> **DATA RECORDS**:
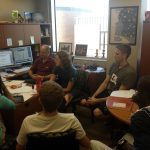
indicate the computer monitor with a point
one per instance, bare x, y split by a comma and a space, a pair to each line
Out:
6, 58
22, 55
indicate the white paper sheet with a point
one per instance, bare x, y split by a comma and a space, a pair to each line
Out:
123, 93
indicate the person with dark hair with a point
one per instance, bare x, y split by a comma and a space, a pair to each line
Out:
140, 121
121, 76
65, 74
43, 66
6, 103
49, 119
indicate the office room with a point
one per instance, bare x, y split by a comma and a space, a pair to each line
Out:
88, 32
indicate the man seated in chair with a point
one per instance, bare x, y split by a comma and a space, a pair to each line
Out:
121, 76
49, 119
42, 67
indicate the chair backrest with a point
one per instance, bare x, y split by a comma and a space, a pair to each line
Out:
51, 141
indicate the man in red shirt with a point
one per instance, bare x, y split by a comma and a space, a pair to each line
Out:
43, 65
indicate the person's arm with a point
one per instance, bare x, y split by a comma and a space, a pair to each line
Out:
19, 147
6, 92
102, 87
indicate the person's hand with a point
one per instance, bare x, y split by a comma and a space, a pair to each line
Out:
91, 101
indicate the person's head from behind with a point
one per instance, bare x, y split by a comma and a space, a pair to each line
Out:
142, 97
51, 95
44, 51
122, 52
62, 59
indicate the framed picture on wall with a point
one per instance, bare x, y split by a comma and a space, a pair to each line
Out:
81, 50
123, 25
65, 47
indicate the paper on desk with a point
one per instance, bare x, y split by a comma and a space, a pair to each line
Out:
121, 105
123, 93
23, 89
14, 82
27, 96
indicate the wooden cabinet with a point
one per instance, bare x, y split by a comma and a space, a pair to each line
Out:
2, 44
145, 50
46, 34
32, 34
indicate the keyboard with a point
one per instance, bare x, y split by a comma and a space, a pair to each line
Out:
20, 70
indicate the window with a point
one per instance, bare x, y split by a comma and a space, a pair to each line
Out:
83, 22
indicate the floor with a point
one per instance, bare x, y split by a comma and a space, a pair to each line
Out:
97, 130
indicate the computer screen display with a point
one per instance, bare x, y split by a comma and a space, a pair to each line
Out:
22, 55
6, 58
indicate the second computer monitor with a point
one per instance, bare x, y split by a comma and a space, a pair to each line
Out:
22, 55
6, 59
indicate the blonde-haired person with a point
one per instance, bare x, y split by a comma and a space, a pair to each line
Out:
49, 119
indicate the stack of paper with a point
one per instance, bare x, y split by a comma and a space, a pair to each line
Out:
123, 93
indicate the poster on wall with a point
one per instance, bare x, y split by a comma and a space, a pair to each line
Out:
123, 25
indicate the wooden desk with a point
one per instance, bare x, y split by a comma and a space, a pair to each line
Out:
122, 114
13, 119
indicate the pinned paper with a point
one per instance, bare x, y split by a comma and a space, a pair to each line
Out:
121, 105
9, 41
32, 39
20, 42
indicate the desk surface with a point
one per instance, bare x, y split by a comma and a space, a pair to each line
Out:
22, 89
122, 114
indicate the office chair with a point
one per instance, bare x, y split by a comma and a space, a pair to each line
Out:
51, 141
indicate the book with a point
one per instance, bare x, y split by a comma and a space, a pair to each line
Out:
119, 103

> **JOB**:
Repeat everything in the listing above, from the line containing "indicate the keyboard with a point" down to the end of the listing, both ends included.

> **EXERCISE RESULT**:
indicate the keyboard with a point
one per instance, bare x, y split by a comma and a space, a pair to each line
Out:
20, 70
indicate the window with a point
one per instance, bare x, y split by a comma and a space, a pair to each line
Out:
83, 22
indicate the floor with a point
one per instance, bare x, y split by a comma and a space, a pair to each line
Out:
97, 130
indicate the computer screen display with a point
one per instance, bare x, y split by a comma and a space, a pair to each line
Out:
22, 55
6, 58
indicate the second computer monitor with a point
one per instance, bare x, y split by a comma and a space, a pair to each line
Out:
22, 55
6, 59
indicate the blonde-haired person with a point
one per instance, bare x, y split by a comma and a space, a pair to each line
Out:
49, 119
indicate the stack of paper with a point
one per instance, bare x, y split by a comma and a space, a pair to each line
Out:
123, 93
indicate the poster on wall with a point
one per instance, bare x, y split by a comma and a space, a pair to each line
Out:
123, 25
indicate the wooden desk with a point
one per instance, bare x, y split by a comma and a space, a pair to each line
Out:
122, 114
13, 119
indicate the pinned paper with a point
one per instance, bare x, y split by a comma and a space, a pair to each line
Out:
121, 105
9, 41
32, 39
20, 42
indicate the desk surface with a point
one per instance, bare x, y split by a comma and a space, a pair to each line
Out:
22, 89
122, 114
indicate the office chair with a point
one per instance, bare x, y split by a comma and a space, a pair to each line
Out:
51, 141
indicate the book with a point
one per instance, bare x, y split by a comma and a space, a pair to each line
Out:
119, 103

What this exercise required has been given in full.